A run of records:
- - - - - - -

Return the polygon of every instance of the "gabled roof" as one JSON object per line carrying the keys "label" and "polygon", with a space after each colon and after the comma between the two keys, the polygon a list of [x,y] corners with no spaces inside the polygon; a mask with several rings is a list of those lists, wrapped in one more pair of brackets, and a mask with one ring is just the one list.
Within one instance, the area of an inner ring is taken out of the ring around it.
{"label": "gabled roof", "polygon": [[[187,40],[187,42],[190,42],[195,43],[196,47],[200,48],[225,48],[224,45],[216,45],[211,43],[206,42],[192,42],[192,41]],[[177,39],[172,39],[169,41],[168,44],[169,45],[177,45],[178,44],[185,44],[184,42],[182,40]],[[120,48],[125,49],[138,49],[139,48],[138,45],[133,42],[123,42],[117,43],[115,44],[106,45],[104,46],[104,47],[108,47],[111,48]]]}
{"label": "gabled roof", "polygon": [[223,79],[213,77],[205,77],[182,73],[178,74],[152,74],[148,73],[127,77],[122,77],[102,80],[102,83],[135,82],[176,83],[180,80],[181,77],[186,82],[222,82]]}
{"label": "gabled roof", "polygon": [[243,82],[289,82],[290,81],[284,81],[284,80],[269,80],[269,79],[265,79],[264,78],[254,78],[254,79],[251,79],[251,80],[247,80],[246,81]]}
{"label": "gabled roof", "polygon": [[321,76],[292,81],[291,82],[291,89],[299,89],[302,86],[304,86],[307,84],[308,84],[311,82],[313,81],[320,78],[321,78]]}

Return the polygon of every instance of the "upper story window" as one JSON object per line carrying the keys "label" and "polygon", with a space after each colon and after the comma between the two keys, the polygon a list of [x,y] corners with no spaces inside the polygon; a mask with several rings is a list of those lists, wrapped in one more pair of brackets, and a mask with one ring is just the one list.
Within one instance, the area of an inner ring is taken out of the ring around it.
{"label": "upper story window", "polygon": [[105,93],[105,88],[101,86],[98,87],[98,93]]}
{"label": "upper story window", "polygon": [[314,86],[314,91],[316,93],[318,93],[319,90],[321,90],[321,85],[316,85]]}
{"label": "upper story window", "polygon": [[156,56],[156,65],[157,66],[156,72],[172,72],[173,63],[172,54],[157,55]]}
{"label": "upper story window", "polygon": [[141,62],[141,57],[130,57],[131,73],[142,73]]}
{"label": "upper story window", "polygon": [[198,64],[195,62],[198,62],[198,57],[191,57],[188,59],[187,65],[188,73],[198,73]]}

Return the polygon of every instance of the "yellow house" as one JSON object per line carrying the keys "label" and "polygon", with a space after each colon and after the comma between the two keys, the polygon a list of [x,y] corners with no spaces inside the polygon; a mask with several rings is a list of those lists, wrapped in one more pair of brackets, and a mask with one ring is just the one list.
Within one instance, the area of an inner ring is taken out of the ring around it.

- - - - - - -

## Aim of the task
Locate every line in the material above that contains the string "colon" and copy each such line in full. Treat uppercase and lowercase as different.

## Finished answer
Return the polygon of every instance of the "gabled roof" as one JSON object per line carrying the keys "label" and "polygon", with a space after each colon and after the comma between the two keys, the polygon a list of [x,y] corners with no spaces inside the polygon; a mask with several rings is a list of those lists, wrapped in one more pair of brackets, and a mask with one ring is just the one list.
Return the polygon of every instance of the "upper story window" as one JSON object per line carrying the keys "label" and "polygon", with a space after each colon and after the comma between the two keys, the polygon a list of [x,y] corners with no spaces inside the polygon; a mask with several rings is a list of those lists, wrapped in one more pair of brackets, and a mask with one ring is just the one list.
Return the polygon of every instance of the "yellow house" as one JSON object per line carrying the keys "label" and "polygon", with a space after each colon and after the comma between the two keys, the polygon a list of [x,y] corners with no spaces inside the polygon; a mask with several rings is a list of those lists, wrapped in one more pair of brackets, and a mask with one ring is just the one list.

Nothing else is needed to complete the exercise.